EXTRACT PROVIDED:
I live in White Plains. I work in the City. I take the train every day to work.I live in the City. I work in White Plains. I take the train every day to work.

In Courtney Brown’s brilliant lenticular design, you experience Reverse Commute differently depending on the direction you’re walking. On top, a straight on view crossing the street.  Below that, views from both directions.

Left: Repetition plays a big role in Tessa Goode’s interpretation of Reverse Commute, as do the colors of concrete and grass, the textures of paper—layered and torn, and the trajectory/ebb and flow of taking the train every day down and up the Harlem River Line.  Right: Due to a change in storefront venue and configuration of windows, Erica Zhang had to re-work her design of Reverse Commute. She worked together with Sloan finding new permutations within the poem so street readers could read down and/or across panels, allowing for multiple readings. Lesson learned: Out of crisis, opportunity! 

Hold On
Sloan’s poem evokes the feeling of being in limbo. It begins: Hold on. Soon we will be more accessible. We are in between a small town and a city. We are between a rock and the highway. . . Alex Dragonetti’s design covers every inch of this full-window wraparound storefront, evoking interstellar spaces, and the spaces between, betwixt, and on their way toward becoming. The reflections bouncing between right-angled and opposing windows create a celestial hall of mirrors effect, as readers think of their city’s and their own pathways through harder and better times.

WRITTEN INSTRUCTION 1: Can you duplicate the storefront poetry passage from "I live in White" down to "Plains. I take the train every day to work."?
WRITTEN INSTRUCTION 2: According to the storefront poetry passage, who had to rework a design of Reverse Commute because of a change in storefront venue and window configuration?
WRITTEN INSTRUCTION 3: How would you render this sentence from the storefront poetry passage in Spanish: "Sloan's poem evokes the feeling of being in limbo."
The data that comes next is from a separate source.

MATERIAL:
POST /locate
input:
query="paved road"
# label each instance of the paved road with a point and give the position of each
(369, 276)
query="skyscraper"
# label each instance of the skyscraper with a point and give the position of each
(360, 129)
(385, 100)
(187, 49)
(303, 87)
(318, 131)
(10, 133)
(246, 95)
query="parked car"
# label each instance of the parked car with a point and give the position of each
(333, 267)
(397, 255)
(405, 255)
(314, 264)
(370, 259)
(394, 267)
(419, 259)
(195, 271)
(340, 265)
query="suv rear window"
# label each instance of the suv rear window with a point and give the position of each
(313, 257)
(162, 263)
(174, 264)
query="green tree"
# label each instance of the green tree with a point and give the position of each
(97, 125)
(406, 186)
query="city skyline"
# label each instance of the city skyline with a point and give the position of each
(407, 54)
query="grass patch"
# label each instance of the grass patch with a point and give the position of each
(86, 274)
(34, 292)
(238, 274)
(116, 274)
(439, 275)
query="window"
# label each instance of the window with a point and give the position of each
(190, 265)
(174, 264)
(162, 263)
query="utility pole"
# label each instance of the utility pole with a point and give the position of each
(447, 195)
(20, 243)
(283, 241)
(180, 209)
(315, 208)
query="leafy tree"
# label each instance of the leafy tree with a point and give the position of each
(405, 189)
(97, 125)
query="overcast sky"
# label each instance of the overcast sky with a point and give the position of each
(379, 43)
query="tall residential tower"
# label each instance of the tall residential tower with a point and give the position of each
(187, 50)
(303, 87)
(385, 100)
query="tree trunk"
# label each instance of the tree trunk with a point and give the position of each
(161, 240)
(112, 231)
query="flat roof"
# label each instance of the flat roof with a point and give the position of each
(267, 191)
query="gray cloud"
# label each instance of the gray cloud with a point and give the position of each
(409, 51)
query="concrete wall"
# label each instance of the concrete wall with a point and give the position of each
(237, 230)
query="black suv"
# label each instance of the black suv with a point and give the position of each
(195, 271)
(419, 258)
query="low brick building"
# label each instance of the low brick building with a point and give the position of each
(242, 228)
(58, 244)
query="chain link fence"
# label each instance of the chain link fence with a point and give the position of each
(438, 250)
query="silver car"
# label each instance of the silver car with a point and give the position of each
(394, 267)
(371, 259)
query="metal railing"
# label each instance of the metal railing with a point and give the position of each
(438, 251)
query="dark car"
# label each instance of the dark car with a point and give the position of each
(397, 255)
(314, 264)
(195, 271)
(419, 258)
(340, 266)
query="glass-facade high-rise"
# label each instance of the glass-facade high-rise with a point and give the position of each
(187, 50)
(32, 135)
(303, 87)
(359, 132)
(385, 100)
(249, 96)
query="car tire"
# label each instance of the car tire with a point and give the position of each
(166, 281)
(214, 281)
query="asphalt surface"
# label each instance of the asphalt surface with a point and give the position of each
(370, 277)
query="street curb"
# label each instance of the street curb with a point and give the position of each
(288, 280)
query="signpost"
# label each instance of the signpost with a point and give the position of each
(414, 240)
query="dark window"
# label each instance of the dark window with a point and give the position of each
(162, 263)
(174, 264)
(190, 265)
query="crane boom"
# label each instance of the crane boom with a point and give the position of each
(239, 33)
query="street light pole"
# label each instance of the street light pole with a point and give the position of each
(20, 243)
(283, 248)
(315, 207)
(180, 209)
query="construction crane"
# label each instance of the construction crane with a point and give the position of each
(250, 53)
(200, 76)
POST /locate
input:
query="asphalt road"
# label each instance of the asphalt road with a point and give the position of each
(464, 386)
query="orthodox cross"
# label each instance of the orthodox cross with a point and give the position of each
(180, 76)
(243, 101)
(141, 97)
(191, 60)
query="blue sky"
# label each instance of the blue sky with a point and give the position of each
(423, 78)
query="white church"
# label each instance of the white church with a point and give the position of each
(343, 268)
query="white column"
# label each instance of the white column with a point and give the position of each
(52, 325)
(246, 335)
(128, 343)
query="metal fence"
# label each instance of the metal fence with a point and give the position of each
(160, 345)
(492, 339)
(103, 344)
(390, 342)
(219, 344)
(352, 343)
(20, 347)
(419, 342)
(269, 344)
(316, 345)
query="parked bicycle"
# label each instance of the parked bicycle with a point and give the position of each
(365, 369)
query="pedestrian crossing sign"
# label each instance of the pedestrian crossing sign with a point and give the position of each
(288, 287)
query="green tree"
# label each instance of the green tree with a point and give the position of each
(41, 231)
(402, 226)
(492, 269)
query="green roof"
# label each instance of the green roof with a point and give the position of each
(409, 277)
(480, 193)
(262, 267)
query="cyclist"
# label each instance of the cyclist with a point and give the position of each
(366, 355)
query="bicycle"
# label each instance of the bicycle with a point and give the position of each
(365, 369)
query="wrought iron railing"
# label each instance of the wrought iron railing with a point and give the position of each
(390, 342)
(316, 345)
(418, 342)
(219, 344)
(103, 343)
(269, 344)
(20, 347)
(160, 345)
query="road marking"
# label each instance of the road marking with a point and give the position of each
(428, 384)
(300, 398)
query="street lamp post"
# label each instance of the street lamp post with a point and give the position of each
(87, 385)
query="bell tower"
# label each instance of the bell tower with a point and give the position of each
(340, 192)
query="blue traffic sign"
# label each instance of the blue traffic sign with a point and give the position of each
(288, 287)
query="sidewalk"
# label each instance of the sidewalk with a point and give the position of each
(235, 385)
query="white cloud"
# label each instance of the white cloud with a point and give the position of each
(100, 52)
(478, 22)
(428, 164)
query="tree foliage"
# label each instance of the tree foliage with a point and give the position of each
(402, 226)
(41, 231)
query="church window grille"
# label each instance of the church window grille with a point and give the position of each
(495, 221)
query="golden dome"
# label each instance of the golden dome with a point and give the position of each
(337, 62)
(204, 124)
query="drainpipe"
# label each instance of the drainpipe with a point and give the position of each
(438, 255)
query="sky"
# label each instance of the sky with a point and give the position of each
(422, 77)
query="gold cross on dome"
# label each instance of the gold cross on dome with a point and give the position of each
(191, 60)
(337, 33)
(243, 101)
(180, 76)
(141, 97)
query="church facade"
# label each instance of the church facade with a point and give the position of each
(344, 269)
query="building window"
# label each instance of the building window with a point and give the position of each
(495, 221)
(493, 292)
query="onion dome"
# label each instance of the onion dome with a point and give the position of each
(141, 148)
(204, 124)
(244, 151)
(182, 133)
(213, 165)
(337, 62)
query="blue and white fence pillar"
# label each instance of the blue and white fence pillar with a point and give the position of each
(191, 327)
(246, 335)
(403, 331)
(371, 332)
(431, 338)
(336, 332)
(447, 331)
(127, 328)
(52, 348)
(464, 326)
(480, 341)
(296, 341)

EXPECTED ANSWER 1:
I live in White Plains. I work in the City. I take the train every day to work.I live in the City. I work in White Plains. I take the train every day to work.

EXPECTED ANSWER 2: Erica Zhang

EXPECTED ANSWER 3: El poema de Sloan evoca la sensación de estar en el limbo.